## Set exercise A
In the blog post on the lavash challenge, why did the writer roll the dough out on a parchment-covered butcher-block cutting board? Answer in one to three sentences.
## Set exercise B
Answer these questions from the blog post on the lavash challenge:
(i) From which book does the lavash recipe come?
(ii) What flour did the writer use for the dough?
(iii) What tool did the writer use to cut the dough into strips before baking?

## Page excerpt
* * *
Becoming a Daring Baker . . . My First Challenge

Lima Bean Spread and Sesame-Poppy Lavash

After long months of coveting the Daring Baker badges on other food blogs and wondering if I could possibly take the daunting leap of joining, I finally decided to throw my hat into the ring. Waiting almost a month between the time I signed on and the date the challenge was revealed, I was a little nervous. What if it was something I'd never tackled before? What if it required equipment or, worse, time I didn't have?

Sesame-Poppy Lavash

When the challenge was finally given, I breathed a huge, happy sigh of relief. Lavash! And a spread - vegan - to go with it! (Thanks to Natalie of Gluten A Go Go and Shelly of Musings From the Fishbowl for this historic gluten-free/vegan challenge!) That's right up my alley. No, I hadn't made this sort of flatbread before, but I had long wanted to. In fact, I'd wanted to make this exact recipe - from Peter Reinhart's The Bread Baker's Apprentice - so that was an extra bonus.

Kosher Salt and Black Pepper Lavash

I resolved to make my lavash in plenty of time to make another batch if the first one tanked, photograph it in perfect lighting, come up with a spread that was really unique. Of course, life intervened, and I ended up making my lavash LAST NIGHT, and my spread this afternoon, after running to the grocery store for the primary ingredient, which I was sure I had, but no, turns out I did not.


The Windowpane, or Membrane, Test

Happily, the lavash came off without a hitch. The dough (I made mine with unbleached wheat bread flour, so it was the gluten-containing variation) was a snap to pull together, and the texture and timing were all spot on. Rolling it out proved simple too. Because I have a tiled counter, I rolled it out on a parchment-covered butcher-block cutting board, then transferred the parchment to the baking sheet. I used a plastic pizza wheel to cut the dough into strips before baking.
* * *
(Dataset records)
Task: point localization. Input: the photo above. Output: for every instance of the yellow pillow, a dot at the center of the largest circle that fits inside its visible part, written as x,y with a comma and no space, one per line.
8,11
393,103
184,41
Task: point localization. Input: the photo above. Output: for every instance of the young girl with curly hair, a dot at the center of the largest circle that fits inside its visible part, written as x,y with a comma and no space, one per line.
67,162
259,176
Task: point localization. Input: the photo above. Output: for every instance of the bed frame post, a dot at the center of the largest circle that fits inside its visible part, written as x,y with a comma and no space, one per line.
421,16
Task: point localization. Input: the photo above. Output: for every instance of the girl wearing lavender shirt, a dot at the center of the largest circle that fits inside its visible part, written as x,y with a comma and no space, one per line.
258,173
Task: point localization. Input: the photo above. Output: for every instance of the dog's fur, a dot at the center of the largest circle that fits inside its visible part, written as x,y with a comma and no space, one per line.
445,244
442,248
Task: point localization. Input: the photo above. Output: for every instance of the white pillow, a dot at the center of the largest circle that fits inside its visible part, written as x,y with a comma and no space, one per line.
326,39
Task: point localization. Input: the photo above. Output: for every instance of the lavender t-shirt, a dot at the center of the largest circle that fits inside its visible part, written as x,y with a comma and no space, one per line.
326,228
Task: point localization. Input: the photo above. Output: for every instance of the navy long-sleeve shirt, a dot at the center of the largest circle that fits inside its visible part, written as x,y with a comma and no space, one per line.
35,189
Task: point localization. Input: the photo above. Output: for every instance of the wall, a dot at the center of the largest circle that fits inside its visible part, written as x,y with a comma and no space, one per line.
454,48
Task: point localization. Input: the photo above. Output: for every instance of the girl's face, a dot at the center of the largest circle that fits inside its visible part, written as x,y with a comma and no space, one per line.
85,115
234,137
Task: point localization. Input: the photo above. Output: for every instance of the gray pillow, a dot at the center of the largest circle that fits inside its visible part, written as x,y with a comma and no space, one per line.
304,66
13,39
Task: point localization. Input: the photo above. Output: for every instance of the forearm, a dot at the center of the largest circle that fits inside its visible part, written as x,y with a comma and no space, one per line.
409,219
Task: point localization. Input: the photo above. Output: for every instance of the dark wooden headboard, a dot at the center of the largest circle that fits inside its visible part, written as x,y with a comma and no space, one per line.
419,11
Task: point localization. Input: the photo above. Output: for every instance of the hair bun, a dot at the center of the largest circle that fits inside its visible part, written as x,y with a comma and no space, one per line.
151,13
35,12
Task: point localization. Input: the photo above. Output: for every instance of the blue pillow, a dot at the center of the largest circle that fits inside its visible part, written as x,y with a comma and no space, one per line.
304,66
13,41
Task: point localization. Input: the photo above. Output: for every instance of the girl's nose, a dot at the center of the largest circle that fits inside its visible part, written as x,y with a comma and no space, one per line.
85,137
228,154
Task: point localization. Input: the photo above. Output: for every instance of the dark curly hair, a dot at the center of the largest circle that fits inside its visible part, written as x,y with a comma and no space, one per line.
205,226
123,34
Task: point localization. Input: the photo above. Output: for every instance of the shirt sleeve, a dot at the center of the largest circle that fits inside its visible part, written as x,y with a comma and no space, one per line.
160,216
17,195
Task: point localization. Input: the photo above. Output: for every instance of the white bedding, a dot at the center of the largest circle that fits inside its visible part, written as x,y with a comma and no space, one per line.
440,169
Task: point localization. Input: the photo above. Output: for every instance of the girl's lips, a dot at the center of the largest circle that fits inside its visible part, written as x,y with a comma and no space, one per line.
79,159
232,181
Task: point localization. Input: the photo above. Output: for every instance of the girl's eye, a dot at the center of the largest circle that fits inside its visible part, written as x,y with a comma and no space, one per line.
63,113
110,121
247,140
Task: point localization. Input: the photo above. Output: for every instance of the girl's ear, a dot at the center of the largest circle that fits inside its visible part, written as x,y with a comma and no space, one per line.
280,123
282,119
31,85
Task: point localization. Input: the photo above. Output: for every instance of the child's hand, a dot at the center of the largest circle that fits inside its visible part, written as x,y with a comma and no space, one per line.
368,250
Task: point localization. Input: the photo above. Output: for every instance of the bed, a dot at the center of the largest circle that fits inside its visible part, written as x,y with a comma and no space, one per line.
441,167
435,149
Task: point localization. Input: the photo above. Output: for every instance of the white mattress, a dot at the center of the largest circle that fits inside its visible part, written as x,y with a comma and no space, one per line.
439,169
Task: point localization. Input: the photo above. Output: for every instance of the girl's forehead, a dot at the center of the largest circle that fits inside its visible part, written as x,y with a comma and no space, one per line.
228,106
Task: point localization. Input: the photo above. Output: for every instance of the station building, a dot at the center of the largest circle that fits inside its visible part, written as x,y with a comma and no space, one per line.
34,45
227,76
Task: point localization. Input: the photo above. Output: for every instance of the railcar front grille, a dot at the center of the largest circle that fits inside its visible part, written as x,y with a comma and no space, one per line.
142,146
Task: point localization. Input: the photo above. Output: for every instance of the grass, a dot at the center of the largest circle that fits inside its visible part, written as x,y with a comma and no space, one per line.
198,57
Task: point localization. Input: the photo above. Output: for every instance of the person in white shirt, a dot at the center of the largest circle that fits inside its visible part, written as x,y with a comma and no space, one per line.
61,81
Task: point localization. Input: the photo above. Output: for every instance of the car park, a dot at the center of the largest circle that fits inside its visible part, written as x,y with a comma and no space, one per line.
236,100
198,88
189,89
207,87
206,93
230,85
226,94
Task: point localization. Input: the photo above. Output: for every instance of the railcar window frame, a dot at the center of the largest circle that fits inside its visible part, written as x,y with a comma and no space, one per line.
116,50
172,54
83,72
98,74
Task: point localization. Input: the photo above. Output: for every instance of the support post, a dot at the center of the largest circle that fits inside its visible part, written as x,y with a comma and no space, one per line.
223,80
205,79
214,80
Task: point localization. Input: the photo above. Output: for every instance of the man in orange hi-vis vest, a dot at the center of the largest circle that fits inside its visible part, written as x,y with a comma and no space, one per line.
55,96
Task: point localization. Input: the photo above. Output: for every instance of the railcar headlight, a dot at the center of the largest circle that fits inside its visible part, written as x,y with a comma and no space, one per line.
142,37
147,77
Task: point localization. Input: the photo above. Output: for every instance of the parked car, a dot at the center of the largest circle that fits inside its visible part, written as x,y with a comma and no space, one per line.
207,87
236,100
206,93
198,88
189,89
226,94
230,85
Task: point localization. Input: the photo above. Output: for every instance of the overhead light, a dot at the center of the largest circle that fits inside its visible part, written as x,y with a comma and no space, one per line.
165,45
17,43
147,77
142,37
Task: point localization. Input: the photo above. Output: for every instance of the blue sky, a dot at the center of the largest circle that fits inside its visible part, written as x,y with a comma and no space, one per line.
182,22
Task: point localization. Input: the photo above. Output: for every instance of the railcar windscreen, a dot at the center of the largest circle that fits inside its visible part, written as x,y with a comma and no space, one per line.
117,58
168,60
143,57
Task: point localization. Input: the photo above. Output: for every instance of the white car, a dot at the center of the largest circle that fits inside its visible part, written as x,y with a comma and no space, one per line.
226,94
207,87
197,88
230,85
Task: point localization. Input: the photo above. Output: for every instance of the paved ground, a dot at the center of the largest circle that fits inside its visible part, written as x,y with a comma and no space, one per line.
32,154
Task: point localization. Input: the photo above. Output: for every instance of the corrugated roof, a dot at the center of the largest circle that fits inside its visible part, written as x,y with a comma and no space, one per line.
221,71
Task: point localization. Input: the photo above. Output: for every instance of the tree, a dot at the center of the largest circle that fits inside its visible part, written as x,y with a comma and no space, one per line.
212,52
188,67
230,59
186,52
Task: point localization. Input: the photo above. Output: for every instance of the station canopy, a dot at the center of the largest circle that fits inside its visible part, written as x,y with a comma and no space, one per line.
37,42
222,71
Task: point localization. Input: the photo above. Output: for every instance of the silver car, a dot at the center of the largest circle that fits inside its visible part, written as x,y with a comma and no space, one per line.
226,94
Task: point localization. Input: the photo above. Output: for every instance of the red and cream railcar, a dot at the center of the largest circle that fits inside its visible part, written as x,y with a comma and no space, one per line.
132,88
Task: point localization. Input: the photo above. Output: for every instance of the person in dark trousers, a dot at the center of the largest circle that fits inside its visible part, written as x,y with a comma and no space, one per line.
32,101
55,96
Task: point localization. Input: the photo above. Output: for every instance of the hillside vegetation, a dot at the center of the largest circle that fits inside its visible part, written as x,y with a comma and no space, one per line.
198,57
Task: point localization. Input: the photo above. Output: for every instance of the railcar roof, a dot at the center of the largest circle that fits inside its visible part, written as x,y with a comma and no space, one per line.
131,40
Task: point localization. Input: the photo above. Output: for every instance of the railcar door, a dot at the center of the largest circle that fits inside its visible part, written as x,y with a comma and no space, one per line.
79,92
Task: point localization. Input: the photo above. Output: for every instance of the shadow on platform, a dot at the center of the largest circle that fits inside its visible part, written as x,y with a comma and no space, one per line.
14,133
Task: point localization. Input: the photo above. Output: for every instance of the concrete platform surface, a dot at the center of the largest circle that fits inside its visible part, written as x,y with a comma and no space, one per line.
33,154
* * *
## Answer A
The writer has a tiled counter, so the dough was rolled out on a parchment-covered butcher-block cutting board instead. The parchment was then transferred to the baking sheet.

## Answer B
(i) Peter Reinhart's The Bread Baker's Apprentice
(ii) Unbleached wheat bread flour
(iii) A plastic pizza wheel